◆ Problem requirements
Down to the final line, print each entry exactly.

Collected data entries:

—————

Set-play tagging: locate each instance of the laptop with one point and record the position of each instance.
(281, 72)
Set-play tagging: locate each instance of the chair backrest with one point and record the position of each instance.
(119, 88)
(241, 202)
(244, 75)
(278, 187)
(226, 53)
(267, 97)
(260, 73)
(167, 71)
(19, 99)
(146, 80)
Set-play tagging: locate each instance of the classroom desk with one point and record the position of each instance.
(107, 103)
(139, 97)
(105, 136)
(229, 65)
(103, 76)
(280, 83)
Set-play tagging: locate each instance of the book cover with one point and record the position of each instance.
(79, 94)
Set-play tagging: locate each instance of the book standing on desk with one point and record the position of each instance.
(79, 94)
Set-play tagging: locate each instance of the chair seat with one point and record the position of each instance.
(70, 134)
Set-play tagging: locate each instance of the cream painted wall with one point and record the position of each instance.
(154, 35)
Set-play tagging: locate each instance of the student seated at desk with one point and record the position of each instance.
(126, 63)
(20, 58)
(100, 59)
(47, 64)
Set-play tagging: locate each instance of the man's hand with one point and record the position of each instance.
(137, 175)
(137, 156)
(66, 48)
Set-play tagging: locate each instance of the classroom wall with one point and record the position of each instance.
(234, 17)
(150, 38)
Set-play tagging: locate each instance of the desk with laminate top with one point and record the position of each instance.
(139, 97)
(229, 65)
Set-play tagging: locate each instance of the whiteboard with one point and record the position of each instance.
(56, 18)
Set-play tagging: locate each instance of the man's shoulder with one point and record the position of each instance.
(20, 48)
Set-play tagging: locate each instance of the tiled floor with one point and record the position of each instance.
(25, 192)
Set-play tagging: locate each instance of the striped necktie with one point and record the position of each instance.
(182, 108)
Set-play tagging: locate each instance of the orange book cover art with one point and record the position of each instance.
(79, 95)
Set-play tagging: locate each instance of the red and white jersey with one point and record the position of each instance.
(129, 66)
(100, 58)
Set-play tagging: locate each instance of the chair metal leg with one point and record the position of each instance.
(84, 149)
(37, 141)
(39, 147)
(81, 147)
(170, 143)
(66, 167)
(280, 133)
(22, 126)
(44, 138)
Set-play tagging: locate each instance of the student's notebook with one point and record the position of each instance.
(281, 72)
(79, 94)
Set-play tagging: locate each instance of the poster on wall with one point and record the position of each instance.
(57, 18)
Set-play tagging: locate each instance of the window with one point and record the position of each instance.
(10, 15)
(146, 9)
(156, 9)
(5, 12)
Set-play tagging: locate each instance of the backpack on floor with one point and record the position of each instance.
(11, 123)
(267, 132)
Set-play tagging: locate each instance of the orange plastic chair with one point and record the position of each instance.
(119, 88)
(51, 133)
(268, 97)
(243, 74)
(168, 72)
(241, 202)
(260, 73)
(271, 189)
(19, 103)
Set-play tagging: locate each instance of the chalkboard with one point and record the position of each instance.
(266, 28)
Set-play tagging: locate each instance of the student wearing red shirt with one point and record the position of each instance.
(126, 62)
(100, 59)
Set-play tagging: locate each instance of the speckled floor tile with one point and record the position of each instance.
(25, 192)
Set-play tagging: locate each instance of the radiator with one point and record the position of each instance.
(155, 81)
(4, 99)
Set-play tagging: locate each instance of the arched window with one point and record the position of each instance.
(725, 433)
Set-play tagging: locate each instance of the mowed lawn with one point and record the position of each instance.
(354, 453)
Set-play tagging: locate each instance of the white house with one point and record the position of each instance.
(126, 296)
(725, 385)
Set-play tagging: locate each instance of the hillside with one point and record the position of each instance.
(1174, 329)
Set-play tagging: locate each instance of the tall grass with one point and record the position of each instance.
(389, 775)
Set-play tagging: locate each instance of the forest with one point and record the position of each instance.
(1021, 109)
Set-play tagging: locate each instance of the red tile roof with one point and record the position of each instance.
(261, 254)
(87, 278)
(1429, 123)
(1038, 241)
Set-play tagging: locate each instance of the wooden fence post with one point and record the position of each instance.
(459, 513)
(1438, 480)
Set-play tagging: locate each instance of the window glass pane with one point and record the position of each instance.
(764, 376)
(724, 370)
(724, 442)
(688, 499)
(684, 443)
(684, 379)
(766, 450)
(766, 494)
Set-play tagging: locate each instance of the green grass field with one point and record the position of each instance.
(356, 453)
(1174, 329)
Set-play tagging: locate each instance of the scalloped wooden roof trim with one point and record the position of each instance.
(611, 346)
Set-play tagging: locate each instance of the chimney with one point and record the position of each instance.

—————

◆ Result
Set-play tagging: locate each instance of the laptop with one point and record the position of each instance.
(281, 72)
Set-play tagging: locate each instance of the chair backrest with one point and record the position of each instance.
(119, 88)
(241, 202)
(244, 75)
(278, 187)
(226, 53)
(267, 97)
(260, 73)
(167, 71)
(19, 99)
(146, 80)
Set-play tagging: locate each instance of the classroom desk with one point and record the position of each instance.
(107, 103)
(139, 97)
(105, 136)
(229, 65)
(103, 76)
(280, 83)
Set-play tagging: locate each instance of the book cover with one point and record the position of each instance.
(79, 94)
Set-play tagging: locate each instance of the book standing on desk with one point and record the position of each instance.
(79, 94)
Set-play tagging: locate each instance of the chair seat with one point and record the position of each instance.
(70, 134)
Set-play tagging: locate each instance of the cream painted wall with one point and record the position of each instance.
(154, 35)
Set-play tagging: locate each instance of the student seated at desk with one point and record the position of each instance.
(126, 63)
(20, 58)
(100, 59)
(47, 64)
Set-play tagging: locate each instance of the man's hand with one point and record the position of each instance.
(137, 175)
(137, 156)
(66, 48)
Set-play tagging: locate each instance of the classroom wall with one point and record the position of each instance.
(234, 17)
(150, 38)
Set-play tagging: locate each instance of the desk with laminate top with one point and record the position of each instance.
(139, 97)
(229, 65)
Set-play tagging: locate each instance of the whiteboard with one point and record the position of each instance.
(56, 18)
Set-play tagging: locate each instance of the man's shoulder with one point and record the position of each instance.
(20, 48)
Set-play tagging: locate each instance of the tiled floor with one point and record the position of each instance.
(25, 192)
Set-play tagging: locate each instance of the striped necktie with one point and record the position of each instance.
(182, 108)
Set-play tagging: locate each instance of the orange book cover art with one point and record the position of each instance.
(79, 95)
Set-play tagging: locate each instance of the red and white jersey with one point and record the position of each instance.
(129, 66)
(100, 58)
Set-play tagging: locate each instance of the chair metal leg with one point and record the position of each instance.
(84, 149)
(37, 141)
(39, 147)
(81, 147)
(170, 143)
(66, 167)
(280, 133)
(22, 126)
(44, 138)
Set-play tagging: locate each instance of the student's notebook with one point and record the position of each instance.
(281, 72)
(79, 94)
Set-play tagging: locate each instance of the poster on wall with one point and record the position of each instance.
(57, 18)
Set-play tagging: locate each instance of the window with one point and record the position of each instance.
(10, 15)
(146, 9)
(156, 9)
(5, 12)
Set-play tagging: locate each instance of the backpack on floor with one point and record the position of each instance.
(11, 123)
(267, 132)
Set-play tagging: locate each instance of the orange plastic chair with one point and record the position of each instance.
(119, 88)
(51, 133)
(268, 97)
(243, 74)
(168, 72)
(241, 202)
(260, 73)
(271, 189)
(19, 103)
Set-play tagging: locate each instance of the chalkboard with one point and record the position of each instance.
(266, 28)
Set-play tagging: locate each instance of the student wearing red shirt with one point and record the position of each instance.
(126, 62)
(100, 59)
Set-play tagging: locate each instance of the speckled floor tile with one point and record the position of each instance.
(25, 192)
Set-play tagging: locate each instance of the radiator with one point and record the position of each instance.
(155, 81)
(4, 99)
Set-play tagging: locate each instance of the arched window with one point and record the position of each instance.
(725, 433)
Set-play tagging: locate each instance of the mowed lawn with one point and record the position of each instance.
(354, 453)
Set-play tagging: locate each instance of the white house with one point and record the position of each instance.
(126, 296)
(725, 385)
Set-play tagging: locate each instance of the hillside with one point and record the position of each instance.
(1174, 329)
Set-play tagging: locate each instance of the tall grass with one point and record the position of each instance.
(389, 775)
Set-play tagging: locate each instance of the forest with one point and record the position of each instance.
(1021, 109)
Set-play tagging: locate each instance of the red tile roof with one point and record the position of each instance.
(261, 254)
(87, 278)
(1429, 123)
(1038, 241)
Set-play tagging: locate each instance of the wooden fence post with one point and record the position of each instance.
(459, 513)
(1438, 480)
Set-play tagging: locate each instance of the window glass pane with one point and record the position of each instance.
(764, 376)
(724, 370)
(724, 442)
(688, 499)
(684, 443)
(684, 379)
(766, 450)
(766, 494)
Set-play tagging: locate each instance of the green grass field with one point and record the position of each instance.
(356, 453)
(1174, 329)
Set-play tagging: locate each instance of the scalloped wooden roof trim with one point and record the position of each instance.
(611, 346)
Set-play tagging: locate each instance of the chimney with one point and record the position of each instance.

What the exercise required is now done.